[[ PROVIDED DATA open ]]

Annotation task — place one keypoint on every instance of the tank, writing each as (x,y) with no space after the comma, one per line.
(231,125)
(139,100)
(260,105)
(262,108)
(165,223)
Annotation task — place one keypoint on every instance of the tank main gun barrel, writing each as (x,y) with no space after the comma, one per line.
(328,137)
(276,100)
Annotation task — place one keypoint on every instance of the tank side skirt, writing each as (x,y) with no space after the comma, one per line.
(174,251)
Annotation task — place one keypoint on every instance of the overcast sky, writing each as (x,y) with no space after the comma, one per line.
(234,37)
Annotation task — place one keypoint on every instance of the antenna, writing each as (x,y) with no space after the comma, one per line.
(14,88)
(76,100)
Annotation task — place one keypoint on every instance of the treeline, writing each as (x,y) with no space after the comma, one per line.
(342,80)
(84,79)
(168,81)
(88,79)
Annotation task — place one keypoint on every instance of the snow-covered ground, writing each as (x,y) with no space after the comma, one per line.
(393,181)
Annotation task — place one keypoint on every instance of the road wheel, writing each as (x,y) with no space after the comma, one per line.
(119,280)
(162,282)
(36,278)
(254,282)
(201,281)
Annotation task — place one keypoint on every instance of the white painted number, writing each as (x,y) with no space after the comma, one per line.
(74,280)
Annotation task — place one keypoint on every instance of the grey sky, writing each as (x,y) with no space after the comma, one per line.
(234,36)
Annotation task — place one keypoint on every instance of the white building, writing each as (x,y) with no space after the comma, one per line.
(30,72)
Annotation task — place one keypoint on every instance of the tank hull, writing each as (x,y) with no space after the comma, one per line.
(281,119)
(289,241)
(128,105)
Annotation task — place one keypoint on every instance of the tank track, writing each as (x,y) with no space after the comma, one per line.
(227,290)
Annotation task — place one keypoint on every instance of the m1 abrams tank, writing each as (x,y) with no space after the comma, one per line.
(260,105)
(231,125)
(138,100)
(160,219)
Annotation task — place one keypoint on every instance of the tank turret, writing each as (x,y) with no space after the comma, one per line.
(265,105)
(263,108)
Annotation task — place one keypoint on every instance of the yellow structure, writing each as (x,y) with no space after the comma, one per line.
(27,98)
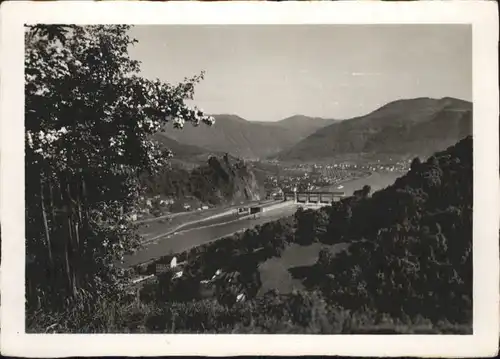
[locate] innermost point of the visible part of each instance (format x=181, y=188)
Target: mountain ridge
x=242, y=138
x=417, y=126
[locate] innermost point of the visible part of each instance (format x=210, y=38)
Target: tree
x=89, y=121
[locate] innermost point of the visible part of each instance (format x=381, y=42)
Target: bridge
x=317, y=198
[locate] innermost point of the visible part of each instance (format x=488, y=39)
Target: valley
x=269, y=214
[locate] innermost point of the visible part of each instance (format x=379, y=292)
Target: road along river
x=194, y=236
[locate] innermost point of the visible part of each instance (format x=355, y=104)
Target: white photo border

[[ PROVIDED DATA closed ]]

> _WHAT YOU NEED TO DO_: An exact copy of the listing above, minus its pictures, is what is needed here.

> _RESULT FOR THIS EXERCISE_:
Annotation task — place one keypoint on every instance of the tank, writing each as (x,y) with no space after the comma, one per line.
(231,125)
(139,100)
(260,105)
(262,108)
(165,223)
Annotation task — place one keypoint on every instance of the tank main gun barrel, writing each as (x,y) with no space after the comma, one per line.
(328,137)
(276,100)
Annotation task — place one keypoint on every instance of the tank side skirt, writing each as (x,y) with no space after the comma, one per line.
(174,251)
Annotation task — place one keypoint on every instance of the overcast sky, writing each as (x,y) with no space after the comma, one per line.
(234,37)
Annotation task — place one keypoint on every instance of the antenna, writing each as (x,y) with no space after the comma, one per line.
(14,88)
(76,100)
Annotation task — place one keypoint on every instance of the treeline, writing each as (x,y) with no space after the comma, one per line.
(342,80)
(84,79)
(168,81)
(88,79)
Annotation task — place one keypoint on every instance of the snow-covered ground, writing each as (x,y) with no space after the comma, one per line.
(393,181)
Annotation task — place one keypoint on every instance of the road wheel, writing each as (x,y) with no space after the comma, one per line.
(119,280)
(162,282)
(36,278)
(254,282)
(201,281)
Annotation task — place one keypoint on every instance of the white painted number, writing each as (x,y) with no space after the comma, one per line.
(74,280)
Annotation task — place one keypoint on every instance of the grey sky, writing each as (x,y) with no space after the comma, one per line.
(234,36)
Annotation task — place one keypoint on every instance of the white building, writing each as (x,y) with no space after the comma, one per line.
(30,72)
Annotation task — place one keypoint on every instance of the tank hull, writing each as (x,y) with no space after the comma, one per line.
(281,119)
(289,241)
(128,105)
Annotation task — place one keypoint on every instance of the tank track, writing each as (x,y) with no space after the comma, one per line.
(227,290)
Annotation task — place one keypoint on every instance of the m1 abrams tank, writing each as (x,y) with no space after the comma, one per line.
(260,105)
(231,125)
(138,100)
(160,219)
Annotation task — place one keypoint on every instance of the tank turret, writing each as (x,y) with no space after the comma, one per line.
(265,105)
(263,108)
Annotation task — place one keypoint on every instance of the yellow structure, writing each as (x,y) with no space after the comma, one per line.
(27,98)
[locate] innermost point of the visible part of each instance (format x=181, y=188)
Target: mountain ridge
x=242, y=138
x=417, y=126
[locate] innermost point of the visible part of each instance (format x=210, y=38)
Target: tree
x=89, y=121
[locate] innermost point of the visible part of each instance (format x=381, y=42)
Target: bridge
x=317, y=198
[locate] innermost point of the visible part of each instance (format x=488, y=39)
Target: valley
x=269, y=214
[locate] innermost point of the visible part of each instance (format x=379, y=292)
Target: road along river
x=194, y=236
[locate] innermost point of the visible part of each instance (format x=355, y=104)
Target: white photo border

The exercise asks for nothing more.